-- SET EXERCISE --
Reproduce the rows below with each "Indicate" swapped for "Mark" and everything else left as it is. Omit the pictures from your answer.

-- EXERCISE MATERIALS --
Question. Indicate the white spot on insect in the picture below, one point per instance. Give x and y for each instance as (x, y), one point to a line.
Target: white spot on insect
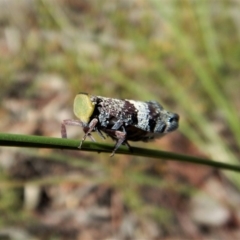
(142, 114)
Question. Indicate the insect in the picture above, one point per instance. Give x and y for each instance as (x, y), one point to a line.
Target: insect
(122, 120)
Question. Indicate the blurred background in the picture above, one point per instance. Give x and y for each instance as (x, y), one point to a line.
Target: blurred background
(184, 54)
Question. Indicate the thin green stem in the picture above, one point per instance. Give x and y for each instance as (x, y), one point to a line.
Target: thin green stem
(18, 140)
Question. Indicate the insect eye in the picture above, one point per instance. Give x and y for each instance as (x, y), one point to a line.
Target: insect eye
(174, 118)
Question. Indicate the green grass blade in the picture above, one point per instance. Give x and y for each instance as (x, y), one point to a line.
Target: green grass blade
(18, 140)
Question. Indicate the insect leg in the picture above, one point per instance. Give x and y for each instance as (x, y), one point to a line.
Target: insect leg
(117, 124)
(100, 134)
(121, 136)
(87, 130)
(69, 122)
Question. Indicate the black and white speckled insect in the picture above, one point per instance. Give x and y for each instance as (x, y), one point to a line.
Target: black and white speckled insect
(122, 120)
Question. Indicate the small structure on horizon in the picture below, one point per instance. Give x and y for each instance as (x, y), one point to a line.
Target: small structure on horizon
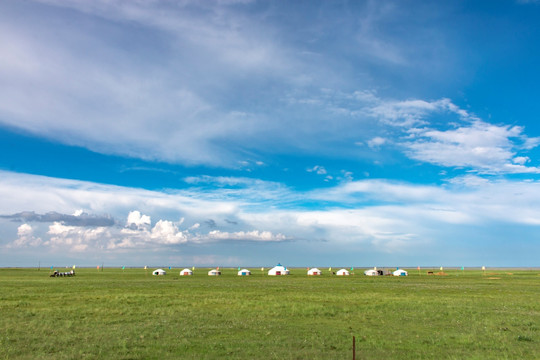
(186, 272)
(400, 272)
(244, 272)
(343, 272)
(159, 272)
(371, 272)
(278, 270)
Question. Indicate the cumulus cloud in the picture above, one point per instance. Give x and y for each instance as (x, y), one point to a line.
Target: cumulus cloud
(137, 221)
(386, 215)
(76, 238)
(25, 237)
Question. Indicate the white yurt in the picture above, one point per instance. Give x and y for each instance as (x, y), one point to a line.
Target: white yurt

-- RESULT OF THIS TASK --
Question. Mark the white spot on insect in the picture below, one point per instance. Give x and y for each instance as (x, y), one point to a line.
Target: white spot on insect
(142, 114)
Question. Mark the insect in the picture above, one point per instance. Give x and y for each instance as (x, y), one point to a line.
Target: insect
(122, 120)
Question. Mark the blurred background in the picture above, one point per instance. Give x and y for each instance as (x, y), one point to a line.
Target: blurred background
(184, 54)
Question. Mark the thin green stem in the picture above, one point per instance. Give x and y for each instance as (x, y), one point to a line.
Target: thin green stem
(18, 140)
Question. Mark the insect eye in the picture above, one point per instance. Give x and y for each instance as (x, y), one point to a line.
Target: insect eye
(174, 118)
Question. Mark the green grass blade in the picture above, one point per instance. Give x and y for each instance as (x, y), one point to a line.
Target: green grass blade
(18, 140)
Question. Mark the insect leg in the picture above, one point per instance. Give x and y for each instance as (x, y), one point to a line.
Target: insect leg
(117, 124)
(100, 134)
(121, 136)
(87, 130)
(69, 122)
Question. Mark the black and white speckled insect in the picture above, one point per instance. Give x and y for each instance as (x, y), one point to a line.
Target: black and white speckled insect
(122, 120)
Question. Mark the small structure on horizon in the picture below, one point per instance. Give x and y for each instance as (x, y), one point to a line.
Target: small structure on horizon
(186, 272)
(400, 272)
(244, 272)
(343, 272)
(159, 272)
(371, 272)
(278, 270)
Question. Mark the cumulus cloud in the picture above, one point per instance. Give x and y for each instance as (x, y), one point to a line.
Target: cumulus cloud
(137, 221)
(386, 215)
(76, 238)
(25, 237)
Question. Mark the white yurt in the picture above, one point per instance. Give x and y for each instance as (x, y), one point to a line.
Target: white yurt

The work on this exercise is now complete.